▶ **Work to be completed**: The expected result is a verbatim repetition of the lines from the start of the entries through the line containing "For every instance of the tree, imagine", with the pictures removed.

▶ **Provided information**:
::::
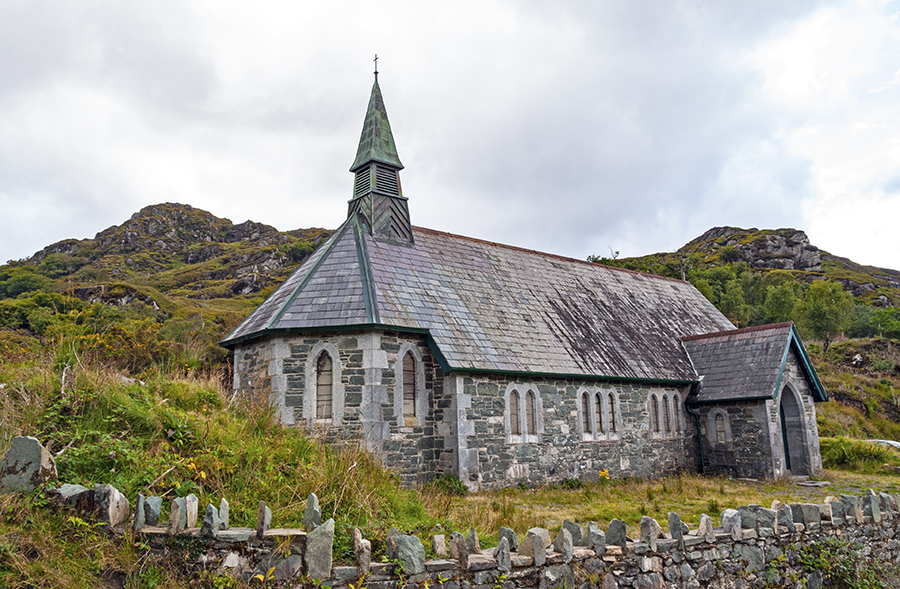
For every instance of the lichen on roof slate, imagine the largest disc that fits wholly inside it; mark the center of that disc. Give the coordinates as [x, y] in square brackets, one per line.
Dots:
[496, 308]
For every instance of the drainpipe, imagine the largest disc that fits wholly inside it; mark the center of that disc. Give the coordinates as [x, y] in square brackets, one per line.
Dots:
[699, 435]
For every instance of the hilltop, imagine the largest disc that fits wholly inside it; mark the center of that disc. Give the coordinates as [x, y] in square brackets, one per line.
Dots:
[765, 250]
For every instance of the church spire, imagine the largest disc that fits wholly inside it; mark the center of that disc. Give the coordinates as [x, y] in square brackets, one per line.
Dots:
[377, 194]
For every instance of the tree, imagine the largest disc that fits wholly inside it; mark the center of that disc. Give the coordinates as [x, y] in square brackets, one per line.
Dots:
[732, 303]
[780, 302]
[826, 311]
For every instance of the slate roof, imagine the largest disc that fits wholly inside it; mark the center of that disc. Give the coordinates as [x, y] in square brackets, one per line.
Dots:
[495, 308]
[744, 364]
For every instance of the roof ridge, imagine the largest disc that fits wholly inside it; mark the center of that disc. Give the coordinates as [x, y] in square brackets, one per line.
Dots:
[548, 255]
[770, 326]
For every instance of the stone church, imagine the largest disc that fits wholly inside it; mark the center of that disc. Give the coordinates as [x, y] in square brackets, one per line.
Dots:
[501, 365]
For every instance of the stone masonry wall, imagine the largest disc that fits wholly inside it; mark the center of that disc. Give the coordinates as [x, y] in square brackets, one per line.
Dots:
[558, 451]
[276, 369]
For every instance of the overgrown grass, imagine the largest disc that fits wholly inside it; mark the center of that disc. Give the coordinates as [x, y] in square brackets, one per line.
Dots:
[172, 434]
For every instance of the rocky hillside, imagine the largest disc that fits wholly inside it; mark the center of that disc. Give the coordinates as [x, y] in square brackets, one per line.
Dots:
[179, 251]
[771, 249]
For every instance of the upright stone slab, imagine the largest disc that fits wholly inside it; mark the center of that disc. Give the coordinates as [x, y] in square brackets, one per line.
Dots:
[224, 514]
[439, 545]
[312, 515]
[152, 510]
[579, 538]
[533, 546]
[176, 513]
[389, 546]
[675, 529]
[410, 553]
[502, 555]
[544, 534]
[458, 550]
[748, 517]
[264, 520]
[362, 548]
[472, 543]
[615, 534]
[192, 505]
[563, 545]
[872, 506]
[765, 518]
[211, 523]
[511, 537]
[112, 505]
[319, 544]
[785, 518]
[806, 513]
[140, 518]
[731, 523]
[886, 511]
[26, 466]
[650, 531]
[596, 539]
[705, 529]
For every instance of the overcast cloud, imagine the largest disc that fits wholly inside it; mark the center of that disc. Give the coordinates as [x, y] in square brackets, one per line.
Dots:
[568, 127]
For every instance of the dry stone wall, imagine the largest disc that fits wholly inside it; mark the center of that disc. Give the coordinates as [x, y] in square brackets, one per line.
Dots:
[752, 547]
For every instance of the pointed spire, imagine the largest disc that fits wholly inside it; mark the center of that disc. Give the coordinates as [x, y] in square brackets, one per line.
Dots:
[376, 143]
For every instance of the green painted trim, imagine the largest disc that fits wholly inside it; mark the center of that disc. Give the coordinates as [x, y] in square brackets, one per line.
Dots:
[286, 305]
[695, 403]
[365, 275]
[807, 366]
[787, 348]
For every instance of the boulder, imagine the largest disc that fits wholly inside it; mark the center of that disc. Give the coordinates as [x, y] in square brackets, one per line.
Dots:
[511, 537]
[312, 515]
[26, 466]
[319, 544]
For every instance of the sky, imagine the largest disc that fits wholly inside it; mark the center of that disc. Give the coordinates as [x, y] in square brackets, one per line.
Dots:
[572, 127]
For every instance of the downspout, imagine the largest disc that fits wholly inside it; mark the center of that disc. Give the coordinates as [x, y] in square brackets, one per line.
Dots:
[699, 436]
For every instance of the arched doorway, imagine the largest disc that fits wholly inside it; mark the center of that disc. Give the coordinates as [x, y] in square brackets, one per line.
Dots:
[793, 433]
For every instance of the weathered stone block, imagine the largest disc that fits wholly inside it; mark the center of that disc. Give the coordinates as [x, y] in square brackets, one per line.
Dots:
[563, 545]
[26, 466]
[312, 515]
[319, 544]
[511, 537]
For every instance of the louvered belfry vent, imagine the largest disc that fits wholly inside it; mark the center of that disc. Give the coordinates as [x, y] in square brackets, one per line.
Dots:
[363, 182]
[377, 194]
[387, 181]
::::
▶ **Expected answer**:
For every instance of the lichen on roof slate, imagine the largest disc that fits wholly inside it; mark the center of that disc. Give the coordinates as [x, y] in square brackets, one per line.
Dots:
[496, 308]
For every instance of the drainpipe, imagine the largest disc that fits wholly inside it; mark the center of that disc. Give the coordinates as [x, y] in square brackets, one per line.
Dots:
[699, 435]
For every instance of the hilltop, imagine the largest disc that fits wholly inside it; mark the center of that disc. Give the coordinates as [x, y] in square brackets, one per line.
Dots:
[765, 250]
For every instance of the church spire, imagine the largest disc that fits wholly inside it; mark the center of that disc. Give the coordinates as [x, y] in square brackets, one per line.
Dots:
[377, 194]
For every instance of the tree, imagine the largest disc that fits wholly inside it; mark the center of that disc. Give the coordinates as [x, y] in square brackets, one per line.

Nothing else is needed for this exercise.